**EXERCISE AIM**
Whatever the data contains, copy all of it exactly.

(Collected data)
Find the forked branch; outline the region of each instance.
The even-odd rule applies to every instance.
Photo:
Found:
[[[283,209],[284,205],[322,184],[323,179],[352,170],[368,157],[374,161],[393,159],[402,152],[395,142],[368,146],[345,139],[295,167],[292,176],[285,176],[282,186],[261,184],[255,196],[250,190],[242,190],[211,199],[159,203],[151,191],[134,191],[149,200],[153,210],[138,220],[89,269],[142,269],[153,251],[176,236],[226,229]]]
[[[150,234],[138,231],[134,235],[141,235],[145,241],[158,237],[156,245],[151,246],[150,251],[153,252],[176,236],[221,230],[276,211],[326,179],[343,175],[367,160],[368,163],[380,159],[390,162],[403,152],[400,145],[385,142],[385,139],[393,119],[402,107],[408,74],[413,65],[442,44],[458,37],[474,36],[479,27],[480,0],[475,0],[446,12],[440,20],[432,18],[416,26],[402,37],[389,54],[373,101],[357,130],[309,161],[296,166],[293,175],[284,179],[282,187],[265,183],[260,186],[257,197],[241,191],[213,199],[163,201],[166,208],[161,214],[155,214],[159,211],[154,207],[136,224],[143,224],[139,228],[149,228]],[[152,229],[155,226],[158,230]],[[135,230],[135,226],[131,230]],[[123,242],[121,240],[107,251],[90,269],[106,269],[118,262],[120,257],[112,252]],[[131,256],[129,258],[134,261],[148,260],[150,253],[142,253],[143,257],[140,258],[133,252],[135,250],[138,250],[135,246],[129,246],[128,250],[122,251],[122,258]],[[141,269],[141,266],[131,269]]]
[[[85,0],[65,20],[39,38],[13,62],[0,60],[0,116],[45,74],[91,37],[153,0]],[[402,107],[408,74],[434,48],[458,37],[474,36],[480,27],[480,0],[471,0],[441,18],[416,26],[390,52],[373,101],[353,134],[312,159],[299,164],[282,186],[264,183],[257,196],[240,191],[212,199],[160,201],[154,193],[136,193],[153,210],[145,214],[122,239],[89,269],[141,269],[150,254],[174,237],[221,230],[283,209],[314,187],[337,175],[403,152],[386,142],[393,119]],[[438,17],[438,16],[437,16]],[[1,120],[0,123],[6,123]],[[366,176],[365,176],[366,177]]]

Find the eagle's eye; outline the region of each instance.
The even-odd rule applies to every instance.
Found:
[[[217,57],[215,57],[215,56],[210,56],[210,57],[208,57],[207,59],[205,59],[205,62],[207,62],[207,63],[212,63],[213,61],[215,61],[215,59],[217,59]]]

**TASK SOLUTION**
Find the forked branch; outline the region of each instance.
The even-odd rule applies to every instance.
Photo:
Found:
[[[283,209],[284,205],[322,184],[323,179],[352,170],[368,157],[374,161],[393,159],[402,152],[395,142],[368,146],[345,139],[295,167],[292,176],[285,176],[282,186],[261,184],[255,196],[250,190],[242,190],[211,199],[159,203],[151,191],[134,191],[149,200],[153,210],[138,220],[89,269],[142,269],[153,251],[176,236],[226,229]]]
[[[150,234],[138,231],[134,235],[141,235],[145,241],[158,237],[156,245],[151,246],[150,251],[153,252],[176,236],[221,230],[276,211],[326,179],[343,175],[367,160],[368,163],[380,159],[390,162],[403,152],[400,145],[385,142],[385,139],[393,119],[402,107],[408,74],[413,65],[442,44],[458,37],[474,36],[479,27],[480,0],[475,0],[446,12],[440,20],[432,18],[416,26],[402,37],[389,54],[373,101],[357,130],[309,161],[296,166],[293,175],[284,179],[282,187],[265,183],[260,186],[257,197],[241,191],[213,199],[163,201],[166,208],[161,214],[155,214],[159,211],[154,207],[136,224],[143,224],[139,228],[149,228]],[[152,229],[155,226],[158,230]],[[135,230],[135,226],[131,230]],[[123,242],[121,240],[107,251],[90,269],[106,269],[118,262],[120,257],[112,252]],[[131,256],[129,258],[134,261],[148,260],[150,253],[142,253],[143,257],[140,258],[133,252],[135,250],[138,250],[135,246],[129,246],[128,250],[122,251],[122,258]],[[141,269],[141,266],[131,269]]]
[[[85,0],[65,20],[39,38],[13,62],[0,60],[0,116],[45,74],[91,37],[153,0]],[[402,107],[408,74],[434,48],[458,37],[474,36],[480,27],[480,0],[471,0],[441,18],[416,26],[390,52],[373,101],[353,134],[312,159],[299,164],[282,186],[264,183],[257,196],[240,191],[212,199],[160,201],[154,193],[136,193],[153,210],[145,214],[122,239],[89,269],[141,269],[150,254],[174,237],[221,230],[283,209],[314,187],[337,175],[403,152],[386,142],[393,119]],[[438,17],[438,16],[437,16]],[[1,120],[0,123],[6,123]],[[366,176],[365,176],[366,177]]]

Find the eagle's eye; outline the region of each instance.
The even-odd rule applies to every instance.
Found:
[[[217,57],[215,57],[215,56],[210,56],[210,57],[208,57],[207,59],[205,59],[205,62],[207,62],[207,63],[212,63],[213,61],[215,61],[215,59],[217,59]]]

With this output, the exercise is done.